▸ **Task description**
Retype the listing below exactly, beginning at the line that contains "of the road" and ending with its last line.

▸ **Data records**
• • • •
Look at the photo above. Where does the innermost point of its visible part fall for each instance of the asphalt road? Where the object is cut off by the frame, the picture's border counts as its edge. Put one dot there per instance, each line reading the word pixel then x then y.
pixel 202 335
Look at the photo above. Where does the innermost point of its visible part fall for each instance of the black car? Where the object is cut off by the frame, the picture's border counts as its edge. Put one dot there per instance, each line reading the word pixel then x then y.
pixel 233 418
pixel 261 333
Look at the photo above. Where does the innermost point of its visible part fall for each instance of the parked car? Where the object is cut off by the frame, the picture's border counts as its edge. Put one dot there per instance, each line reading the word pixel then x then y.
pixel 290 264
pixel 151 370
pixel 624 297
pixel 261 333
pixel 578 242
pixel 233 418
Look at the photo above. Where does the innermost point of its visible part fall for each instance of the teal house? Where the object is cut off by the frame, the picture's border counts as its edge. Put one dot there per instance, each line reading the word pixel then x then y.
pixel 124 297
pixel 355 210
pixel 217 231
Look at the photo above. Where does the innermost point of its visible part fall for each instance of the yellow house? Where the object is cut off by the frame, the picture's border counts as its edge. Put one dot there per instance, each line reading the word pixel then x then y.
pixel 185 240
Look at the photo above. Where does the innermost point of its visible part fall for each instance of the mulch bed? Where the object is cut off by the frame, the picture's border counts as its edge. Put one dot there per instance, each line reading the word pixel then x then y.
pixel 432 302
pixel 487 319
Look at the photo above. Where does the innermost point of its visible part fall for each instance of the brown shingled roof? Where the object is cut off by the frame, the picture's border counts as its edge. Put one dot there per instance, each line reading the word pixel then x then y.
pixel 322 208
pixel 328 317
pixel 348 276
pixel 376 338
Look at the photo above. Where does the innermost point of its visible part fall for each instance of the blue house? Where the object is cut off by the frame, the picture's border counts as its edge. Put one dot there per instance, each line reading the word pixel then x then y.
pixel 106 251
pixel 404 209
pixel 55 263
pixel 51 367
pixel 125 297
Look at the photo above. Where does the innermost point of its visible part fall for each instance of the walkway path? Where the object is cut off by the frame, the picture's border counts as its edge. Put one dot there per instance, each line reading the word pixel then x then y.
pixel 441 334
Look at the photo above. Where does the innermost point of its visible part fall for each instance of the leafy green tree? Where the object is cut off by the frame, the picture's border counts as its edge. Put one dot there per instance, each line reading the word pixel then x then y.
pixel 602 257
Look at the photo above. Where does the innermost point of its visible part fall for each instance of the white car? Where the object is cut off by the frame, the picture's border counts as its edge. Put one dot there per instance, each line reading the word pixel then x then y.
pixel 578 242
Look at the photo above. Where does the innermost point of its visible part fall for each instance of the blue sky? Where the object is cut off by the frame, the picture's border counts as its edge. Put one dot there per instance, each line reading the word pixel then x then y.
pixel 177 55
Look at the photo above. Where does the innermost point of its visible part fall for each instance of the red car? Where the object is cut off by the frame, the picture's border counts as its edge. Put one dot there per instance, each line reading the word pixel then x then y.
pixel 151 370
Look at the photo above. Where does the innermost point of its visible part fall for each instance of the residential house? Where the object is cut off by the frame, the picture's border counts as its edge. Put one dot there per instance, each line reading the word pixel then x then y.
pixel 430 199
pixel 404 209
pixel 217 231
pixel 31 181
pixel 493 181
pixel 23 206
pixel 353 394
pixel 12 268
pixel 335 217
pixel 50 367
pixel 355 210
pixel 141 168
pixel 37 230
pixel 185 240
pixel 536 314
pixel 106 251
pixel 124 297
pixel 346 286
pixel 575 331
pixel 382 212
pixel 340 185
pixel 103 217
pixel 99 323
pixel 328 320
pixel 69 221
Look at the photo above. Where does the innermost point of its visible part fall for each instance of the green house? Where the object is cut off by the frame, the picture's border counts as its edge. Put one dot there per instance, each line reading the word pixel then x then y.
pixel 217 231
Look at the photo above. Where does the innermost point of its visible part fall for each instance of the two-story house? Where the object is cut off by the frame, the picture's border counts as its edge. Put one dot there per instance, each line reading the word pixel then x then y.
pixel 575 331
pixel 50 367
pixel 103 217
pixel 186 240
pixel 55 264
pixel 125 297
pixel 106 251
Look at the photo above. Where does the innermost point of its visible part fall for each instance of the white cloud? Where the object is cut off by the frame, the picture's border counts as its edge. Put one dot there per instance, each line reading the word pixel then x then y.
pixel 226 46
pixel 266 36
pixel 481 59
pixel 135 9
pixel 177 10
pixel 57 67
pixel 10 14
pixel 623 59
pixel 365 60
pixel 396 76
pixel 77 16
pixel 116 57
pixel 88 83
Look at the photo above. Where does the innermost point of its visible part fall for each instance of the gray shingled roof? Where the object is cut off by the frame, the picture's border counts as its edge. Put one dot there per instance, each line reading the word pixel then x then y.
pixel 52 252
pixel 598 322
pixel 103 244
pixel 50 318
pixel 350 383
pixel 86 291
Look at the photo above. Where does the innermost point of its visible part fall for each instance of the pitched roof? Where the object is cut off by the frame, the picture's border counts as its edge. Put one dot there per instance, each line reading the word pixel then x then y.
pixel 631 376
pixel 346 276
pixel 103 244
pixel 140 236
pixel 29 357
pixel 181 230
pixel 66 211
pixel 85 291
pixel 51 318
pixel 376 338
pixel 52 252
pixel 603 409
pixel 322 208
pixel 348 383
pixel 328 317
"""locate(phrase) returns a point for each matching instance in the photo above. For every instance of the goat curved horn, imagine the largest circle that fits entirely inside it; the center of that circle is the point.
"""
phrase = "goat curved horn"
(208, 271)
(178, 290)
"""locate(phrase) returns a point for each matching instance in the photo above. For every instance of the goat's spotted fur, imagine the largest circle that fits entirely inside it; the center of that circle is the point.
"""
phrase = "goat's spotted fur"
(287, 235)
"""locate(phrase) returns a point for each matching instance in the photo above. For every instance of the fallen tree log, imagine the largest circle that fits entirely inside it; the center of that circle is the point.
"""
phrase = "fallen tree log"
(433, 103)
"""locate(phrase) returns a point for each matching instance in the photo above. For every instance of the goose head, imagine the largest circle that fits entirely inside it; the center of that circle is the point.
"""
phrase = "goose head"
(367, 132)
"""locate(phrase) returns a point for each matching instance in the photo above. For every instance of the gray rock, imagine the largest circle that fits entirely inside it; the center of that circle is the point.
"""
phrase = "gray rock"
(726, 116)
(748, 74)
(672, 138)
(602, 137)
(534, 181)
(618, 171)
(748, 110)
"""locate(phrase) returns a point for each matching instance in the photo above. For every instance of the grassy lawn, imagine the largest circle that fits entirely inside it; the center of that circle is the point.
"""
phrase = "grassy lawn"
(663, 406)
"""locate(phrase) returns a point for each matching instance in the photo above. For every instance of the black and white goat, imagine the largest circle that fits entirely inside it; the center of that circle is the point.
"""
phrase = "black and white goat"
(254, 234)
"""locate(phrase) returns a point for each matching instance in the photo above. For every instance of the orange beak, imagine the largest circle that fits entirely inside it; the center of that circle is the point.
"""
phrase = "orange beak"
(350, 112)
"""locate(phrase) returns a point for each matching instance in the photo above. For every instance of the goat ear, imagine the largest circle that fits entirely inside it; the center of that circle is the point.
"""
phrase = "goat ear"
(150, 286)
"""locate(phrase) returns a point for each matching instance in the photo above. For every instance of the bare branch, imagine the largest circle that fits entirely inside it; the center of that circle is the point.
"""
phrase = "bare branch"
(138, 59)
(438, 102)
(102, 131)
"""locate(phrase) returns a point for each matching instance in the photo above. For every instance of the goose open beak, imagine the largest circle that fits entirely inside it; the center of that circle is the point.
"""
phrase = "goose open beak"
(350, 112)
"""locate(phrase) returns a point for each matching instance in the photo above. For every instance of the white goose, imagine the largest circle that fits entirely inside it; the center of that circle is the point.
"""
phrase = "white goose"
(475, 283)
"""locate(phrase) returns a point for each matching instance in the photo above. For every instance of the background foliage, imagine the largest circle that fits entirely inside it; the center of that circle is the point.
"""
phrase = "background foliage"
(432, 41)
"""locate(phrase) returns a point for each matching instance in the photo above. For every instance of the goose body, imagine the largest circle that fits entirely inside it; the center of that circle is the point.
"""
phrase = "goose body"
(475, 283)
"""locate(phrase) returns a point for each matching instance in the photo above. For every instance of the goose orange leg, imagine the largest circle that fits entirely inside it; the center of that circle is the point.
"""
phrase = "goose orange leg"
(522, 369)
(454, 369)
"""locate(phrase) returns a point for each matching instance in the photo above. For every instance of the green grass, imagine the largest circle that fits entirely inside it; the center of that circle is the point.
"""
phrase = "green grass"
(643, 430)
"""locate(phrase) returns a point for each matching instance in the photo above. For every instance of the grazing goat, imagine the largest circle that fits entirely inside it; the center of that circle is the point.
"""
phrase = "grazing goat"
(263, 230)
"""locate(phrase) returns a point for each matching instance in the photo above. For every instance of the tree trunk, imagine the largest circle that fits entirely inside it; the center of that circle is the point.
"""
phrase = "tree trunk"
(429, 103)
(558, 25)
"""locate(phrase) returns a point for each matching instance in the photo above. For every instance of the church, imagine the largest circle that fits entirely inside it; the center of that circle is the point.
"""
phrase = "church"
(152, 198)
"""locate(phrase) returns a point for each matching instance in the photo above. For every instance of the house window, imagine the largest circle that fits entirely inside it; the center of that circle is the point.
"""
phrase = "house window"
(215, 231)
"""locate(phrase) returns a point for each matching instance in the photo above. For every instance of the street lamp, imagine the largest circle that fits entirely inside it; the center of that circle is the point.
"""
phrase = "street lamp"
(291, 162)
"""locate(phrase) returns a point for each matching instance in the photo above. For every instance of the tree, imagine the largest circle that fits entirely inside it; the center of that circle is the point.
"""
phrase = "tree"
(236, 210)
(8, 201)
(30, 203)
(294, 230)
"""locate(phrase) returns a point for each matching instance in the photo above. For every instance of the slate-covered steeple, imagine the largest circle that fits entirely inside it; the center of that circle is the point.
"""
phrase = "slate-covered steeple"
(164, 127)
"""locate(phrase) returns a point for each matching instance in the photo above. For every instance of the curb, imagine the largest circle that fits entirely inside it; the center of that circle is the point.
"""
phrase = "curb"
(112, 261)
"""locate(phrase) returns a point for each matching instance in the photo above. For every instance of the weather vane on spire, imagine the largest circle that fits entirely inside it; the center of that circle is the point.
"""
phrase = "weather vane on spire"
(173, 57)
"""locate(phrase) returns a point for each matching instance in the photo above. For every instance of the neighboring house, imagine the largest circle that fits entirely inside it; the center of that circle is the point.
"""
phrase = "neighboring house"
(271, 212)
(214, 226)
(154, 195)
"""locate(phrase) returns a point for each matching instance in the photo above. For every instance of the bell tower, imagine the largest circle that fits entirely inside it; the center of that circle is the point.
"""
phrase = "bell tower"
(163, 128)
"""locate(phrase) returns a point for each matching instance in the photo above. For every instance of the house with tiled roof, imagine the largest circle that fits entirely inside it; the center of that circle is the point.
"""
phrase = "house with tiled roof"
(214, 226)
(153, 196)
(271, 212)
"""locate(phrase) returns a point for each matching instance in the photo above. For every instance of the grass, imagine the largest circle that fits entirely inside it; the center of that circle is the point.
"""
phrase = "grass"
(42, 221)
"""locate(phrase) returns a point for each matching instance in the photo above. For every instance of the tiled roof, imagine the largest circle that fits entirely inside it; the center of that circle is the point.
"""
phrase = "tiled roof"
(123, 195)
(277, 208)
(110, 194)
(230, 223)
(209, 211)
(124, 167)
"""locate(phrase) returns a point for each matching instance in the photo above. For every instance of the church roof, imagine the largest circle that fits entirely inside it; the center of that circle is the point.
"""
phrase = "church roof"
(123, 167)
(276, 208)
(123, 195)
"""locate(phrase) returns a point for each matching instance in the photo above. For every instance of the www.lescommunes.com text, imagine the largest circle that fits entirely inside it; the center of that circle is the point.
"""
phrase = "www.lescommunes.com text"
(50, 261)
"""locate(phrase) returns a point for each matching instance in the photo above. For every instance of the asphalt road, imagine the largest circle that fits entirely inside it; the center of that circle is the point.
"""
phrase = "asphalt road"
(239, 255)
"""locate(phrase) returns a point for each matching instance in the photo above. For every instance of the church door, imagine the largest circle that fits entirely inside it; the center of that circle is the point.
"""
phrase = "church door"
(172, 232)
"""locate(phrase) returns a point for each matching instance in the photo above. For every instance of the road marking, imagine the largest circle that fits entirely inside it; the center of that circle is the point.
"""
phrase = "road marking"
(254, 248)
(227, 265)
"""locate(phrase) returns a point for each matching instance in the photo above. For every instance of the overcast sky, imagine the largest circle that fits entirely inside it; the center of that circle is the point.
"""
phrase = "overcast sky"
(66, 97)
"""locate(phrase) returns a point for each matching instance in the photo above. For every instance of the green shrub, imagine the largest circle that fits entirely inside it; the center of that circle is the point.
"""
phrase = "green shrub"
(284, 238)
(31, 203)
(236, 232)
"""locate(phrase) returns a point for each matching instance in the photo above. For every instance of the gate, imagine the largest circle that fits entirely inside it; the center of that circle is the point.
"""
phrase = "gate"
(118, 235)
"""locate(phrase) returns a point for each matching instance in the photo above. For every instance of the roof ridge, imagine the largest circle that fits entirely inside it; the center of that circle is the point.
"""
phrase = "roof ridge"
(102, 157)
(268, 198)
• • • •
▸ **Written reply**
"""locate(phrase) returns a point for each matching instance in the photo above. For every instance of the road marking, imagine the largest circle that fits entirely inside it; the center of that circle is the point.
"""
phrase = "road marking"
(254, 248)
(227, 265)
"""locate(phrase) returns a point for each matching instance in the photo above. For every instance of the overcast sky, imagine the largest circle that fits entirely inside it; the center of that circle is the point.
"""
phrase = "overcast sky"
(66, 97)
"""locate(phrase) returns a point for each matching instance in the photo above. For every instance of the green shrub, imagine the largest circle that fits entirely inside it; the center of that circle is the point.
"""
phrase = "green shrub"
(284, 238)
(31, 203)
(236, 232)
"""locate(phrase) returns a point for each matching instance in the photo above. For every instance of the gate, imagine the largest circle that fits entirely inside it; the center of that circle is the point.
"""
phrase = "gate"
(118, 235)
"""locate(phrase) returns a point for each matching instance in the photo above. For every instance of the roof ridge, imagine the largest circle that fits entirely inside it; the center of that circle is the point.
"""
phrase = "roof ridge"
(102, 157)
(268, 198)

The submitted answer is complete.